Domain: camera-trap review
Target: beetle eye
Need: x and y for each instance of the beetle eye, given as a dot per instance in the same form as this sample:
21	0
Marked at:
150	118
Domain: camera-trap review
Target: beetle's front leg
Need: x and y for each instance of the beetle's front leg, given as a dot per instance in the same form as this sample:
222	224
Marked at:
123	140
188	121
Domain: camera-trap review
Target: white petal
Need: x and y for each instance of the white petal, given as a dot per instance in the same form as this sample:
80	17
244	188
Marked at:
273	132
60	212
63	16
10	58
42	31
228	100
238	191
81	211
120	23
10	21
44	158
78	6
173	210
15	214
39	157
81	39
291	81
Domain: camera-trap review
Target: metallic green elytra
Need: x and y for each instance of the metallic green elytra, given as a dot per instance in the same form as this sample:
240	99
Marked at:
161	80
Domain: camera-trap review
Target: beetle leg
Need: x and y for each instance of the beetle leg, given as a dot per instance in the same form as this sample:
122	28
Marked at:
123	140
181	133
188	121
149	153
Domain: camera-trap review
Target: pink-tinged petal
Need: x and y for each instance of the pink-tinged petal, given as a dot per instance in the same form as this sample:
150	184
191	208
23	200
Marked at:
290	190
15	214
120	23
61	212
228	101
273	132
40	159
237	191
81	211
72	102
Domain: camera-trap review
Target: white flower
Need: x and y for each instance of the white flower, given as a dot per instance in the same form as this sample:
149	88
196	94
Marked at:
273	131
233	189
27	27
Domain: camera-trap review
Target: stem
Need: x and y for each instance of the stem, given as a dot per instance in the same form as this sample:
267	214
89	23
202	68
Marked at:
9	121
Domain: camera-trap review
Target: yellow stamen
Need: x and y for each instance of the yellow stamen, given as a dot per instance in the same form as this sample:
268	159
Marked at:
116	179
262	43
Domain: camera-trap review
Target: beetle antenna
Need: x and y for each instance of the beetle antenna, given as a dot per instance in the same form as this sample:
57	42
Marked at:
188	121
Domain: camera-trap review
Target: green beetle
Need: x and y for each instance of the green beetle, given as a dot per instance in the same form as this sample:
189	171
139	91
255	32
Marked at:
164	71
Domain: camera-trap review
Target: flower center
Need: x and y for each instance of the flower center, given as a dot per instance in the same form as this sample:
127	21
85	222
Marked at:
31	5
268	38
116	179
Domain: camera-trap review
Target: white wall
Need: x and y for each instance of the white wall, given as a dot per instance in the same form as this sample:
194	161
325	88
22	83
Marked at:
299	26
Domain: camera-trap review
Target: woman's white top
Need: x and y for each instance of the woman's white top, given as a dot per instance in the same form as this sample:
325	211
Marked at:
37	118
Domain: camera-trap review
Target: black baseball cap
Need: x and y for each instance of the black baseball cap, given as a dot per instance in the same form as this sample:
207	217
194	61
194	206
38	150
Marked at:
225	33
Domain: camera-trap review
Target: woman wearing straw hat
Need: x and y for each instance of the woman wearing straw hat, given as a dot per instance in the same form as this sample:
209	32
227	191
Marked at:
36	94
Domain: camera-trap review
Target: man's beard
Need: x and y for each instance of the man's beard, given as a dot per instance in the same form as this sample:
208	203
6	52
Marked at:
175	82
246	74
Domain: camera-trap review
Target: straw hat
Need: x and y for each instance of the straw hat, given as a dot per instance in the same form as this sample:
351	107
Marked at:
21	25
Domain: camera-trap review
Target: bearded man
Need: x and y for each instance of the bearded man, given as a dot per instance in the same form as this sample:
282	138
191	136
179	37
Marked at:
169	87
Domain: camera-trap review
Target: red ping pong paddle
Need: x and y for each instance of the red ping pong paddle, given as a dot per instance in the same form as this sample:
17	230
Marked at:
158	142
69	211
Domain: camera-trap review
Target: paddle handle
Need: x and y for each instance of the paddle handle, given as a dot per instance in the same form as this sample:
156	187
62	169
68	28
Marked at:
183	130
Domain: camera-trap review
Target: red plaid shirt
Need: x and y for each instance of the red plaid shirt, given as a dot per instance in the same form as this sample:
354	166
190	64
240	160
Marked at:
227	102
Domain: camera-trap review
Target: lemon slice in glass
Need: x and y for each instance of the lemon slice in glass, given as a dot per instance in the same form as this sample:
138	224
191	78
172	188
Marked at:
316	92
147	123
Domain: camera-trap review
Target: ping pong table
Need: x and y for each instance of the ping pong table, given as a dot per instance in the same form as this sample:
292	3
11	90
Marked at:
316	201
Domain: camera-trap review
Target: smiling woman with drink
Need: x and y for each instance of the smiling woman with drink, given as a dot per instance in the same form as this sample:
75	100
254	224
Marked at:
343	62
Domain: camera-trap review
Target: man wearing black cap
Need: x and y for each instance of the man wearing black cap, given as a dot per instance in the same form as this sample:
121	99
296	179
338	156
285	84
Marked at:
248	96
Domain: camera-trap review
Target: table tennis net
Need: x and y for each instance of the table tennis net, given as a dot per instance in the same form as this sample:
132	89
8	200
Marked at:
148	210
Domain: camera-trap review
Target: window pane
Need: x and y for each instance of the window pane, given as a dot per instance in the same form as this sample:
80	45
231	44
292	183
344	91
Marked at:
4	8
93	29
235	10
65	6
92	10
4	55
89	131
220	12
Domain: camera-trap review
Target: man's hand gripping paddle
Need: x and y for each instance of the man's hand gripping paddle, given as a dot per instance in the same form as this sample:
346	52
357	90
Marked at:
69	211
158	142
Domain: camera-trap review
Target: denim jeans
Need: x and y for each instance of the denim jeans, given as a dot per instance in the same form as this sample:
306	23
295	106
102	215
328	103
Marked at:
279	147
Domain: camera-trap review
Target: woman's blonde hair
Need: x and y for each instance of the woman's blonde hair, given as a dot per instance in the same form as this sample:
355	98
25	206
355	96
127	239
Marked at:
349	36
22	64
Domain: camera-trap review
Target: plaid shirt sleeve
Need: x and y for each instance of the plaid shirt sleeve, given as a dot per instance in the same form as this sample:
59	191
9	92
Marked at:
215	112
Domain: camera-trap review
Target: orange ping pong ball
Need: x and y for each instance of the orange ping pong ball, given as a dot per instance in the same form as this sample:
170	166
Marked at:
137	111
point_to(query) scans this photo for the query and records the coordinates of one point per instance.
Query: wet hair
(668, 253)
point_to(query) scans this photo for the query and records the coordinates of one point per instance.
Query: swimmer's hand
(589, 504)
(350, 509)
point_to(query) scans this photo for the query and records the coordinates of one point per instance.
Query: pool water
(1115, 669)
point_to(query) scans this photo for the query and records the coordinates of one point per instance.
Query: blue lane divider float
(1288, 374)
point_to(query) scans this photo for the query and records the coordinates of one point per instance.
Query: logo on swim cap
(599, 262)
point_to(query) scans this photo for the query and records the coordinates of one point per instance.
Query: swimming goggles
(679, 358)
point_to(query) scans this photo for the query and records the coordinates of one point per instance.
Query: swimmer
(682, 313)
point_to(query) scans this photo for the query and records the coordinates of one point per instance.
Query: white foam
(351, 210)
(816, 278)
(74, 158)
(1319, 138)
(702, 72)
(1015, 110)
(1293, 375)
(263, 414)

**About this task:**
Above are the records. Identify each line that contains the word "orange".

**Solution to this problem:**
Target: orange ping pong ball
Need: x and y for each instance of the orange ping pong ball, given as a dot per instance in the same form as this sample:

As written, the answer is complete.